►
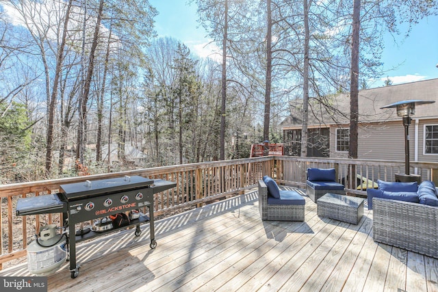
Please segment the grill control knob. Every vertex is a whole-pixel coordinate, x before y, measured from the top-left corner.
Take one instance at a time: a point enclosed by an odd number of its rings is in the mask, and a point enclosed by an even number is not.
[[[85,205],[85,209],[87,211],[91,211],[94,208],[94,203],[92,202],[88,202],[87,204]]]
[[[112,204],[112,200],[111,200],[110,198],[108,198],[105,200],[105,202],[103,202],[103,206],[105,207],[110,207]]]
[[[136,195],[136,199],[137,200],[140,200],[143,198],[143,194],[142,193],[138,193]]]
◄
►
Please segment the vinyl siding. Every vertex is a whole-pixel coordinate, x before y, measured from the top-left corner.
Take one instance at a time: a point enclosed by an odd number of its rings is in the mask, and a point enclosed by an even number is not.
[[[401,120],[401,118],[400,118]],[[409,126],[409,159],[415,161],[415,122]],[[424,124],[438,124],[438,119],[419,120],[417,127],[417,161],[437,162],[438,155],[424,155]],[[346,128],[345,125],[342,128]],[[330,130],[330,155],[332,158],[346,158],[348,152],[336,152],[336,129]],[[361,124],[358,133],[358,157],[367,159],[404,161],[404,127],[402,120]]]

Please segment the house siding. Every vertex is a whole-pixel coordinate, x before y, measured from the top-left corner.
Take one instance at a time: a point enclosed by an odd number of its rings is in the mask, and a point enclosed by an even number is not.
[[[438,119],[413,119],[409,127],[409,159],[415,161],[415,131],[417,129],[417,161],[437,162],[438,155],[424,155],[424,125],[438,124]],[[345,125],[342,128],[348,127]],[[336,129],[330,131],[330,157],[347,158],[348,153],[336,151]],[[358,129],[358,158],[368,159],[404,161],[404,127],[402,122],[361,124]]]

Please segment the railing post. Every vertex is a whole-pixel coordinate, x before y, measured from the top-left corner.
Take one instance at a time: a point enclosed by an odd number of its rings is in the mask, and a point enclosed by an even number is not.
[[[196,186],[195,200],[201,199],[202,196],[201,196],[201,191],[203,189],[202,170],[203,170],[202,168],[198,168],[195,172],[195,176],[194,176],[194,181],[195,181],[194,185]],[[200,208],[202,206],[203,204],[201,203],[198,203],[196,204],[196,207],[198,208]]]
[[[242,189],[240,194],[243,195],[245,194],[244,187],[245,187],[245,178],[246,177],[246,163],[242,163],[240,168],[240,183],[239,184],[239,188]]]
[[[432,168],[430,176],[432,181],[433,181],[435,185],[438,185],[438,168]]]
◄
►
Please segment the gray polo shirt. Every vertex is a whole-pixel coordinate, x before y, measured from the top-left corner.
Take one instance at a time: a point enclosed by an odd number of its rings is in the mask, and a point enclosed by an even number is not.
◄
*THE TASK*:
Report the number of lines in the items above that contain the word "coordinate", counting only case-sensitive matches. Give the number alone.

*EXERCISE SOLUTION*:
5